Arrêt du 2 mars 2006 
IIe Cour civile 
 
Composition 
Mmes et MM. les Juges Nordmann, Juge présidant, Escher, Meyer, Hohl et Marazzi. 
Greffier: M. Braconi. 
 
Parties 
Commune de X.________, 
défenderesse et recourante, représentée par 
Me Robert Liron, avocat, 
 
contre 
 
Y.________, 
demandeur et intimé, représenté par Me Jacques-Henri Wanner, avocat, 
 
Objet 
dommages-intérêts selon l'art. 706 CC
 
recours en réforme contre le jugement de la Cour civile du Tribunal cantonal du canton de Vaud du 15 octobre 2004. 
 
Faits: 
A. 
Du 22 mars au 11 mai 1994, l'entreprise A.________ SA a exécuté des travaux de recaptage d'une source, dont la commune de X.________ est propriétaire. Ces travaux ont conduit à l'assèchement d'une autre source sur laquelle Y.________ jouissait d'une servitude de «droit à source», grevant le bien-fonds de B.________. 
B. 
Par demande du 4 juillet 1997, Y.________ a conclu, en bref, à ce que la commune de X.________ soit condamnée à remettre la source en l'état, subsidiairement à lui payer des dommages-intérêts. 
 
Par jugement du 15 octobre 2004, notifié le 14 avril 2005, la Cour civile du Tribunal cantonal du canton de Vaud a condamné la défenderesse à verser au demandeur les sommes de 24'917 fr., plus intérêts à 5% l'an dès le 1er août 1999, et 203'233 fr. 50, plus intérêts à 5% l'an dès le 6 octobre 2004. 
C. 
Agissant par la voie du recours en réforme au Tribunal fédéral contre cette décision, la défenderesse conclut à ce qu'elle soit condamnée à payer au demandeur les sommes de 24'917 fr., avec intérêts à 5% l'an dès le 1er août 1999, et 30'000 fr., avec intérêts à 5% l'an dès l'entrée en vigueur de l'arrêt. 
 
Le demandeur propose le rejet du recours et le maintien de la décision entreprise. 
 
Le Tribunal fédéral considère en droit: 
1. 
Déposé à temps contre une décision finale prise en dernière instance par le tribunal suprême du canton, le recours est ouvert sous l'angle des art. 48 al. 1 et 54 al. 1 OJ. En outre, la valeur litigieuse exigée par la loi est atteinte, de sorte qu'il l'est aussi de ce chef (art. 46 OJ).

CONSIGNE ÉCRITE 1: Quel est le nom du greffier mentionné dans l'arrêt ?

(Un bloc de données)
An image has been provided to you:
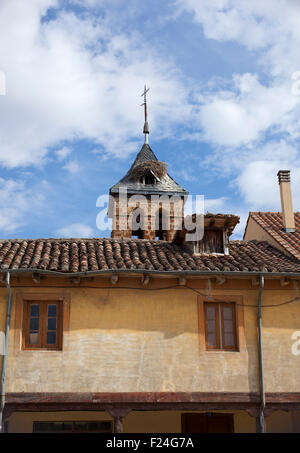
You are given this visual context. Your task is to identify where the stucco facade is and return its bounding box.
[0,276,300,432]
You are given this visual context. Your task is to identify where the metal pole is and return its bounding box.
[0,272,12,432]
[257,274,266,433]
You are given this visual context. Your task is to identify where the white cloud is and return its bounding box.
[0,178,44,234]
[56,223,94,238]
[63,160,80,175]
[55,146,72,162]
[0,0,190,167]
[204,197,226,213]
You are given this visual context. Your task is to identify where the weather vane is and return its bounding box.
[141,85,150,144]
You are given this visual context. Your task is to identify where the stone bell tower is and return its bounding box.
[108,87,188,241]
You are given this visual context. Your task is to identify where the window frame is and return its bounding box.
[13,291,71,353]
[22,300,63,351]
[197,295,247,355]
[204,301,238,351]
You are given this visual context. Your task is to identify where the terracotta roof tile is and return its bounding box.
[0,238,300,273]
[249,212,300,260]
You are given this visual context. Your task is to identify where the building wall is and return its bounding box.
[0,278,300,392]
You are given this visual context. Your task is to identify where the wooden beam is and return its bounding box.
[70,277,81,286]
[251,277,259,286]
[216,276,227,286]
[32,272,42,285]
[142,275,150,286]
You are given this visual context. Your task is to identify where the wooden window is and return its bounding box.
[23,300,62,350]
[195,230,224,253]
[204,302,237,351]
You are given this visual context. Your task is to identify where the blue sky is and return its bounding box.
[0,0,300,238]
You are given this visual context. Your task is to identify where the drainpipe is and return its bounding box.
[257,274,266,433]
[0,272,12,432]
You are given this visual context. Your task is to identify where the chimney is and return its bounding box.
[277,170,295,233]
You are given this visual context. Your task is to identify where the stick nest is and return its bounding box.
[130,160,167,181]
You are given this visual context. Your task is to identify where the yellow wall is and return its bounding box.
[0,278,300,392]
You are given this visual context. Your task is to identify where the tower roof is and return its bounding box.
[110,143,188,196]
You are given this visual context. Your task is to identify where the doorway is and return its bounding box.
[181,412,234,433]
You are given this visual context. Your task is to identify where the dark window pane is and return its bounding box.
[30,304,40,317]
[224,333,234,347]
[224,320,233,333]
[29,333,39,344]
[206,320,217,333]
[47,318,56,330]
[223,307,232,319]
[48,305,56,317]
[63,422,73,431]
[29,318,39,330]
[47,332,56,344]
[206,305,216,319]
[207,333,217,346]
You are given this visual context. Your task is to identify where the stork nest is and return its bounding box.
[130,160,167,181]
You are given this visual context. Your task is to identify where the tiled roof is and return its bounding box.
[110,144,188,195]
[249,212,300,260]
[0,238,300,273]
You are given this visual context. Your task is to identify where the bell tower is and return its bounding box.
[108,87,188,241]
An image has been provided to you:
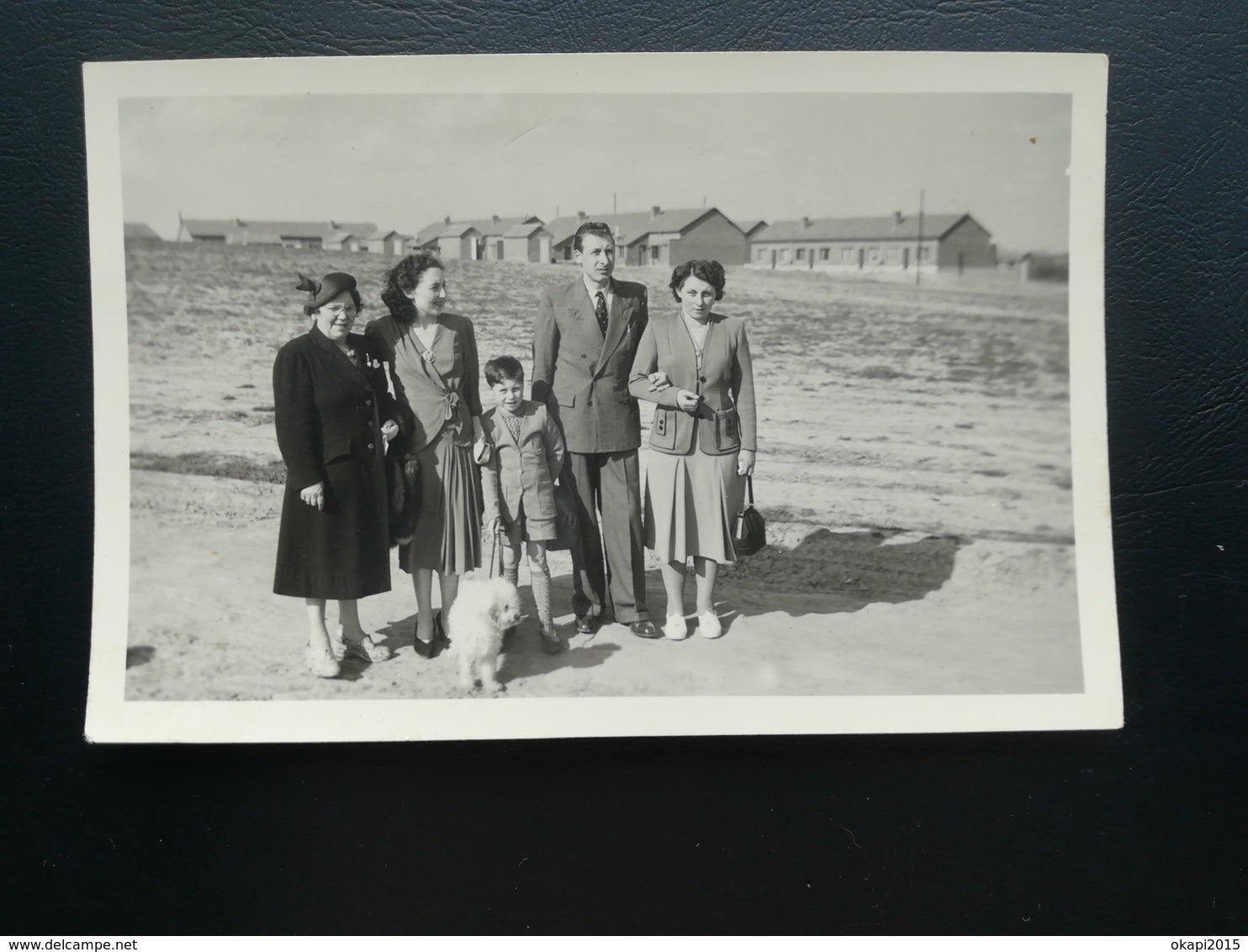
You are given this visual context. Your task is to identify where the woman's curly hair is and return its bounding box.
[668,261,727,301]
[382,251,446,323]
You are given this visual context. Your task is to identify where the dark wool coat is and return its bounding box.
[273,325,398,599]
[533,273,649,453]
[629,312,758,456]
[480,400,564,540]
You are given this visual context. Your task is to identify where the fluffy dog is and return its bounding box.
[447,576,521,694]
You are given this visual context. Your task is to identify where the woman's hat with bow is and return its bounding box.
[294,271,356,317]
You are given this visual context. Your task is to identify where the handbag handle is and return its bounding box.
[489,526,503,578]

CONSIGNE ÉCRITE 2: Dans les entrées, reprenez la partie qui commence par la ligne contenant « drainpipe is and return its bounding box. » et se termine par la ligne contenant « [207,333,217,346] », ces deux lignes comprises. Modifiez-la en remplaçant « stick nest » par « twig nest », sans rien changer d'autre, et ne donnez que ces lignes.

RÉSULTAT ATTENDU 1: M. Braconi.

RÉSULTAT ATTENDU 2:
You are given this visual context. Your task is to identify where the drainpipe is and return its bounding box.
[257,274,266,433]
[0,272,12,432]
You are given this visual context. Your task is to identify where the chimney is and return its bounding box.
[277,170,295,233]
You are given this visual context. Your task is to identify where the twig nest is and return its bounding box.
[130,160,167,181]
You are given this visual context. Your task is to identify where the yellow wall is and return its bounding box.
[0,278,300,392]
You are given this visual context. Your task is to identify where the tower roof is and return its bounding box.
[110,143,188,196]
You are given this visual context. Your task is to identify where the doorway is and return its bounding box.
[181,412,234,433]
You are given this visual context. Your task is to identify where the dark window pane is and return its bounding box.
[30,304,40,317]
[224,333,234,347]
[224,320,233,333]
[29,333,39,344]
[206,320,217,333]
[47,318,56,330]
[223,307,232,319]
[48,305,56,317]
[63,422,73,431]
[29,318,39,330]
[47,332,56,344]
[206,305,216,319]
[207,333,217,346]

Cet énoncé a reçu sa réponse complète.